-- Start of RECORD EXCERPTS --
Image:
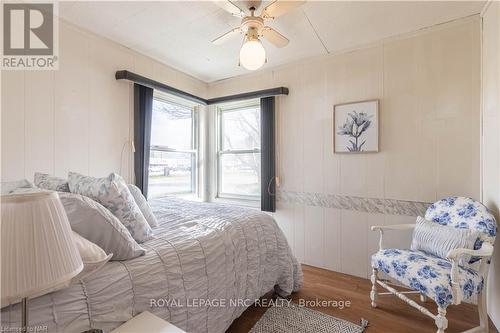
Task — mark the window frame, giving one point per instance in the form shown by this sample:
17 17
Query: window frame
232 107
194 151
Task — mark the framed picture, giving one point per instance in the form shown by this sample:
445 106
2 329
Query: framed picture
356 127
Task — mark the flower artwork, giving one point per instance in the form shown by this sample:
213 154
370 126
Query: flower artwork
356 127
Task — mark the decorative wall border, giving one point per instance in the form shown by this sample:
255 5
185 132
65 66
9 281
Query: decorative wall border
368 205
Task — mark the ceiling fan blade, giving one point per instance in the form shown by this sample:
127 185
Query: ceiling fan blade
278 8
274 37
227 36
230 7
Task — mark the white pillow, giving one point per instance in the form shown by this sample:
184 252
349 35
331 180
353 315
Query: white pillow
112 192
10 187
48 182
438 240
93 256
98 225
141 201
-- End of RECORD EXCERPTS --
-- Start of RECORD EXCERPTS --
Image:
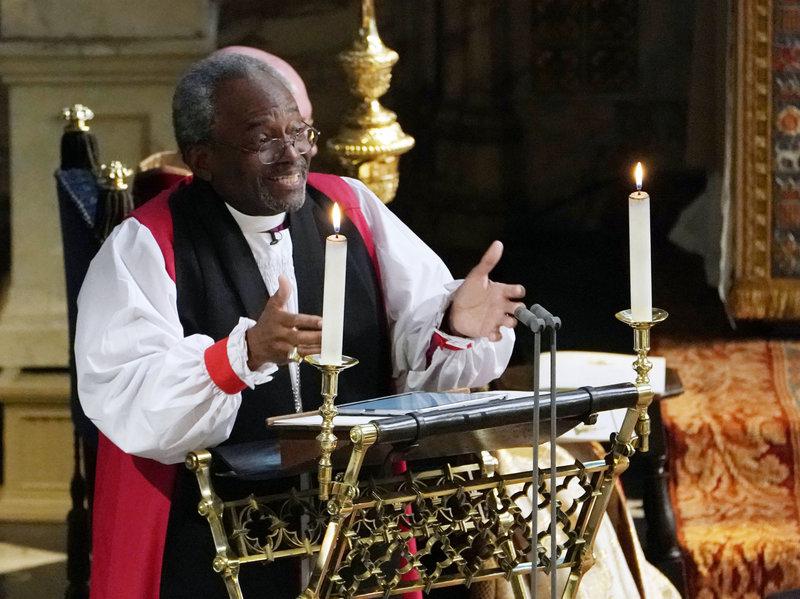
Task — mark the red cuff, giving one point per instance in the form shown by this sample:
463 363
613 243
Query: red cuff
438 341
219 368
-- End of RECORD EXCERPTS --
▶ **AIM**: Count the lines of the material above that contain the string "Task", where case matters, and give only that number.

▶ **EXPECTED ANSWER**: 7